» **EXERCISE AIM**
From the entries below, reproduce exactly the line containing "Emit one marker per instance in this form: [(516, 133)].", the line containing "Emit one marker per instance in this form: [(83, 41)].", and every line in between, with nothing added.

|---|

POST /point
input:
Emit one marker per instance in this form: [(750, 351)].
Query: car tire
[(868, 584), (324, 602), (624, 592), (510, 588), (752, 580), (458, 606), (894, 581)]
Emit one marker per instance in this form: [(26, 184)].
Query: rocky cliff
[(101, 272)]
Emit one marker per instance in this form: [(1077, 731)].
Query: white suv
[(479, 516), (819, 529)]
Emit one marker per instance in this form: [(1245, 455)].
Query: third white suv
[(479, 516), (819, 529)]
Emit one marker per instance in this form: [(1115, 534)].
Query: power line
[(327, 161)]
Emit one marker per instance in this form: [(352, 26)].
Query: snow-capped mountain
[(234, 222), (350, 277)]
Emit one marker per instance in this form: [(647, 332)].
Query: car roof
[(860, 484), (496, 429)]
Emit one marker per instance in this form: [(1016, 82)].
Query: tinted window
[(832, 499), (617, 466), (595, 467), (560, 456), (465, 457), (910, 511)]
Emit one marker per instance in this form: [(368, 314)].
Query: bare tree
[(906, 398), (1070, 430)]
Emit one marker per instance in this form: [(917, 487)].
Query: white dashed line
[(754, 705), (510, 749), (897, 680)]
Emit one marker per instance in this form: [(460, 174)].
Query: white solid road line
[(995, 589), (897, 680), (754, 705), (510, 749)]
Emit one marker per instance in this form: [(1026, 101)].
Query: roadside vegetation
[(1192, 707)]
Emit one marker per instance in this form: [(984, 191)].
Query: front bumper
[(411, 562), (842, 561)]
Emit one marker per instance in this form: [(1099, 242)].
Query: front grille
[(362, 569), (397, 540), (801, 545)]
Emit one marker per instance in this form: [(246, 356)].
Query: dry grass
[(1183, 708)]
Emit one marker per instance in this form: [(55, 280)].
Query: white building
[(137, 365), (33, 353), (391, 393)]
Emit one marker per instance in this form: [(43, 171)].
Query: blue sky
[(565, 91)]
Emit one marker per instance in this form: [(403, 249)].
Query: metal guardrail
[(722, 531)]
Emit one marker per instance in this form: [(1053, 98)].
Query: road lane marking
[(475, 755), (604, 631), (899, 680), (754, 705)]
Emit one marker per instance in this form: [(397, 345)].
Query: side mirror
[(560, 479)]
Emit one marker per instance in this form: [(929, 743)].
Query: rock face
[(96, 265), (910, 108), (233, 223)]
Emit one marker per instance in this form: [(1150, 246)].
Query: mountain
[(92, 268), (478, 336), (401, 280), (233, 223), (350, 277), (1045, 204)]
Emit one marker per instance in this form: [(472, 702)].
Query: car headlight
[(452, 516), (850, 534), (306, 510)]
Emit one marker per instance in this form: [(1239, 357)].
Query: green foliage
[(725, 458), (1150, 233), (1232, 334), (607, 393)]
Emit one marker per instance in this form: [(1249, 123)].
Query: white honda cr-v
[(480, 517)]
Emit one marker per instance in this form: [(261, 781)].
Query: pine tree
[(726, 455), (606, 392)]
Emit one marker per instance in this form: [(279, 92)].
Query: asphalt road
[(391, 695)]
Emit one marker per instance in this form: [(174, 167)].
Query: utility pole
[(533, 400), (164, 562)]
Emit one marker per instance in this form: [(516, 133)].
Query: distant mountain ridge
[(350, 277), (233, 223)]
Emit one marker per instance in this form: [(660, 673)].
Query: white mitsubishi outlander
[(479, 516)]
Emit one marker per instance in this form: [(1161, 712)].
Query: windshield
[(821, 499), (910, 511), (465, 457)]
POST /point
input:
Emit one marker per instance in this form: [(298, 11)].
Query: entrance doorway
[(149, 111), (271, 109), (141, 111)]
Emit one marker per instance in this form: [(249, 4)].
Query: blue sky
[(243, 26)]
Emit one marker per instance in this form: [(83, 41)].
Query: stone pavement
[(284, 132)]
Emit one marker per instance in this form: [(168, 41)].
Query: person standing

|---|

» **EXERCISE RESPONSE**
Emit one marker per instance in this form: [(516, 133)].
Query: distant mountain ridge
[(350, 277), (233, 223)]
Emit one marker per instance in this form: [(660, 673)].
Query: white mitsubishi outlander
[(479, 516)]
Emit one marker per instance in this form: [(1161, 712)].
Query: windshield
[(821, 499), (910, 511), (465, 457)]
POST /point
input:
Emit one marker per instance in this form: [(298, 11)].
Query: entrance doorway
[(149, 111), (271, 109), (141, 111)]
Emit one marker per instance in this form: [(249, 4)].
Query: blue sky
[(243, 26)]
Emit one marker per instance in this form: [(83, 41)].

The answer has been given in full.